Task prompt ::
Please return each entry that follows exactly as given, but without pictures.

Photo-based referring expression data ::

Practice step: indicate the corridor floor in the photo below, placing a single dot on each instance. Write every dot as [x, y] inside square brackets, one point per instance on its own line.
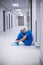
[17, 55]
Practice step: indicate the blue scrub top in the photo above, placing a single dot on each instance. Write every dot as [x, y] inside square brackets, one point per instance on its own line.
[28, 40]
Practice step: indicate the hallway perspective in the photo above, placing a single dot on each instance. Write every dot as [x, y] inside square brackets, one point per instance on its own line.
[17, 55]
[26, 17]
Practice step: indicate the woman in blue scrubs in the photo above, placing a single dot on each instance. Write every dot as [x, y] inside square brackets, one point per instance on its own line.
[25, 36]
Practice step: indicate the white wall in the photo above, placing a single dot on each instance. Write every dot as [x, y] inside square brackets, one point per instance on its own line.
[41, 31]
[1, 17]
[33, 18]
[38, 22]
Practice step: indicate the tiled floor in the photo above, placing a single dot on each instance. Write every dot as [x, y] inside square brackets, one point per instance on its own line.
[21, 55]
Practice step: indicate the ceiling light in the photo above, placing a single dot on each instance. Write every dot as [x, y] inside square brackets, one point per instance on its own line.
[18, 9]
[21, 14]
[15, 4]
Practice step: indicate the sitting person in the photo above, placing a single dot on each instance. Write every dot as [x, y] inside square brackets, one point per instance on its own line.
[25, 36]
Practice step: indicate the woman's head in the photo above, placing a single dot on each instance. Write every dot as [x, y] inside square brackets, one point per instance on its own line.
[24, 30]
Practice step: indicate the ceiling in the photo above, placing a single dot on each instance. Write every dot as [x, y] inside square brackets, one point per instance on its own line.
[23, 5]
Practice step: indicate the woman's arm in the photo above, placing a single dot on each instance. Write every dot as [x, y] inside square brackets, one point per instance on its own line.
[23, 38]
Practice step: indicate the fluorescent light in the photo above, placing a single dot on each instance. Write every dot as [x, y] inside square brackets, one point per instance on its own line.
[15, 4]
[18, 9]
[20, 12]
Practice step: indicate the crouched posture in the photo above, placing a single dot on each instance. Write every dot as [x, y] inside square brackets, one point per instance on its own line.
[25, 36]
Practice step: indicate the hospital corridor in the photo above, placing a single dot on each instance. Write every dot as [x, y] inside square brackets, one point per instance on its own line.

Output of the task ::
Practice step: indicate the corridor floor in the photo below, placing a single dot on each instance. Write every dot as [x, y] inside square brackets, one point per instance on its own line.
[17, 55]
Practice step: indicate the blue scrub top in the photo above, placing a single dot on each instance. Write every dot as [x, y] inside square brackets, one point per instance on its own line.
[28, 40]
Practice step: indicate the hallway perspective in the photo above, placing a single dot on each instance. Write every dot as [x, y] inside square brackets, one point per instance on its own line.
[17, 55]
[26, 17]
Practice step: indicate the woman in blue scrubs in the photo above, placing a single dot on each instance. Write every dot as [x, y] inside square brackets, one point per instance on its own line.
[25, 36]
Practice step: indicate the white wall in the photo above, placing a single dot on each instance. Write every dot as [x, y] inside square brackets, one point per instance on its own line.
[41, 31]
[1, 17]
[33, 18]
[38, 22]
Practice step: indicate the tiled floor in the photo above, placing a single dot on each instance. Write every dot as [x, y] inside square brackets, one point per instance on its own line.
[21, 55]
Practice step: indicate the ceiling light in the photo above, placing a single dot on each instance. Write every dot as [x, y] inside square brackets, one point per instance on its own line.
[18, 9]
[21, 14]
[15, 4]
Practice step: indicate the sitting person in the photo above, placing a single dot on each instance. Write every dot as [x, y] inside square brackets, one point per instance on its own line.
[25, 36]
Practice step: indicate the woman's head in the photo above, placing a single dot on each instance. Write every dot as [x, y] inside square brackets, one point per instance on its own line.
[24, 30]
Practice step: indicate the ceiling in the photo above, placing a single dot on each instance. Write every dot as [x, y] inside square brackets, one point per instance on its own line.
[23, 5]
Practice step: indicate the woman's arm in the photo above, placing a single dot on each instance. Write every dot as [x, y] inside square brackets, one point per instance on its own line.
[23, 38]
Practice step: indicate the fluorescent light in the photo above, placing a single dot on each instance. Write every dot as [x, y] inside square brackets, one point per instance on its own line.
[15, 4]
[18, 9]
[20, 12]
Practice step: indicate the crouched posture in the photo above, placing a single dot on each instance. Write every dot as [x, y] inside square brackets, one point per instance on its own line.
[25, 36]
Practice step: indicate the hospital corridor in the photo above, placing a single dot on each instance. Write every dot as [x, y] inside square brackets, one point per instance on its own line.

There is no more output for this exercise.